● About this exercise: Starting from the line that contains "Target: beetle hind leg", output every remaining line of the records below exactly as it appears, that line and the last one included.

***

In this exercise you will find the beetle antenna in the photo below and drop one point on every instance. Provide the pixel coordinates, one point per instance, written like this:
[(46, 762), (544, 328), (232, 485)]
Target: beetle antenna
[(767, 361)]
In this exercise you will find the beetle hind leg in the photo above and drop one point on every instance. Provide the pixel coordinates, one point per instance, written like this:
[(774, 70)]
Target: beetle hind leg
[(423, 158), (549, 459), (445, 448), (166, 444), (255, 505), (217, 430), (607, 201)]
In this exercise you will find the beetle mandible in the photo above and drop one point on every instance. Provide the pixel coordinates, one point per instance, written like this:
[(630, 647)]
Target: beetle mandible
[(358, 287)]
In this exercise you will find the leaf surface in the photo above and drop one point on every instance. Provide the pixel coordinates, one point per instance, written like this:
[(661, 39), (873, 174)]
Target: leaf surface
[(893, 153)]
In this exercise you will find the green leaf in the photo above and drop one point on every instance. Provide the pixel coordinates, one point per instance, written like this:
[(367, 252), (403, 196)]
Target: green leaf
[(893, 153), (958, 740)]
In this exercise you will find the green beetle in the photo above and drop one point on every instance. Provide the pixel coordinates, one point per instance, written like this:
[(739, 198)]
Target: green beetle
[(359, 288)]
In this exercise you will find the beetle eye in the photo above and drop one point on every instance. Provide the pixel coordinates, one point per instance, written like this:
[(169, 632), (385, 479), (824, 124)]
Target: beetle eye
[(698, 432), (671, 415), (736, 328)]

***

● Written reply:
Target: beetle hind leg
[(423, 158), (549, 459), (445, 448), (166, 444), (255, 505), (217, 430), (607, 201)]
In this exercise you will find the beetle mandible in the photo above and drop one point on every instance. Provide the pixel coordinates, one point per instance, written like this:
[(630, 647)]
Target: beetle mandible
[(358, 287)]
In this exercise you will find the leaf surface in the photo above and drop one point on every instance. Provide the pixel coordinates, one point per instance, written like this:
[(661, 39), (873, 174)]
Target: leaf surface
[(893, 153)]
In this exercise you will find the green leaf in the photo above and drop one point on every instance. Provide the pixel coordinates, one point per instance, written like this:
[(367, 252), (403, 196)]
Target: green leaf
[(893, 153), (958, 740)]
In this exercise you will find the green beetle in the photo above and drop one point on every instance. Provide the pixel coordinates, one point per instance, written like this:
[(739, 198)]
Target: green beetle
[(359, 288)]
In this exercise you will find the beetle eye in the photo above and drop one point on every instance. Provide the pixel coordinates, one point per instance, written like this:
[(169, 632), (385, 479), (824, 124)]
Target: beetle eye
[(698, 432), (671, 415), (736, 328)]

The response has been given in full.